EXCERPTED TEXT
= = = = = = =

The plot below shows the PDF of the standard normal distribution (the bell curve). The shaded region between $x = -1$ and $x = 1$ represents $P(-1 \leq X \leq 1)$ — about 68% of the total area. Notice how the density peaks at $x = 0$ and falls off symmetrically in both directions.

import math, json, js

def norm_pdf(x, mu=0, sigma=1):
    """PDF of the normal distribution."""
    coeff = 1.0 / (sigma * math.sqrt(2 * math.pi))
    exponent = -((x - mu) ** 2) / (2 * sigma ** 2)
    return coeff * math.exp(exponent)

= = = = = = =

GIVEN DATA

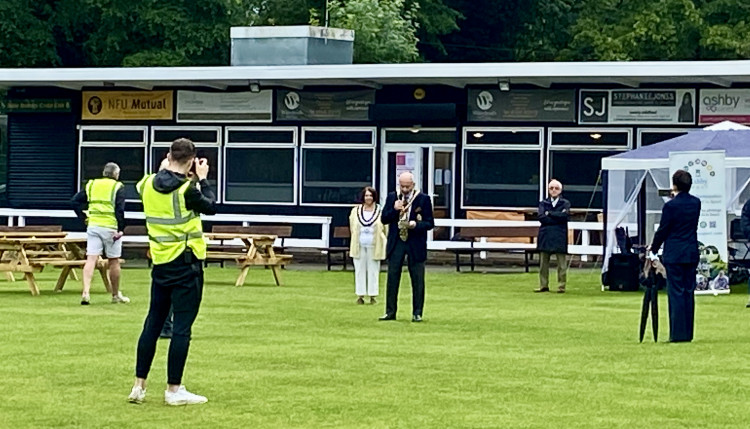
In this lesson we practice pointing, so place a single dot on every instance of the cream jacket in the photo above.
(379, 239)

= = = = = = =

TO DO
**1.** Reproduce the normal distribution text between "The plot below" and "sigma ** 2)", inclusive.
**2.** According to the normal distribution text, roughly what share of the total area lies in the shaded region between x = -1 and x = 1?
**3.** Carry on with the normal distribution text from the point where it ends.

RESPONSES PER TASK
**1.**
The plot below shows the PDF of the standard normal distribution (the bell curve). The shaded region between $x = -1$ and $x = 1$ represents $P(-1 \leq X \leq 1)$ — about 68% of the total area. Notice how the density peaks at $x = 0$ and falls off symmetrically in both directions.

import math, json, js

def norm_pdf(x, mu=0, sigma=1):
    """PDF of the normal distribution."""
    coeff = 1.0 / (sigma * math.sqrt(2 * math.pi))
    exponent = -((x - mu) ** 2) / (2 * sigma ** 2)

**2.** About 68%.

**3.**
# Generate x values from -4 to 4
x_vals = [i * 0.05 for i in range(-80, 81)]  # -4.0 to 4.0 in steps of 0.05

# Full PDF curve
y_full = [norm_pdf(x) for x in x_vals]

# Shaded region: PDF between -1 and 1, zero elsewhere
y_shaded = [norm_pdf(x) if -1 <= x <= 1 else 0 for x in x_vals]

plot_data = [
    {
        "title": "Standard Normal PDF with P(-1 ≤ X ≤ 1) ≈ 0.683 shaded",
        "x_label": "x",
        "y_label": "f(x)",
        "x_data": x_vals,
        "lines": [
            {"label": "N(0,1) PDF", "data": y_full, "color": "#3b82f6"},
            {"label": "P(-1 ≤ X ≤ 1)", "data": y_shaded, "color": "#93c5fd", "fill": True}
        ]
    }
]
js.window.py_plot_data = json.dumps(plot_data)

The Cumulative Distribution Function (CDF)

The PDF tells us where probability is dense, but often we need a different question answered: what is the probability that $X$ is less than or equal to some value $x$? For instance, what fraction of neural network weights fall below 0.5? What's the probability that a random sample from $\mathcal{N}(0, 1)$ is negative? The cumulative distribution function (CDF) answers exactly this.

F(x) = P(X \leq x) = \int_{-\infty}^{x} f(t) \, dt

Let's break this apart.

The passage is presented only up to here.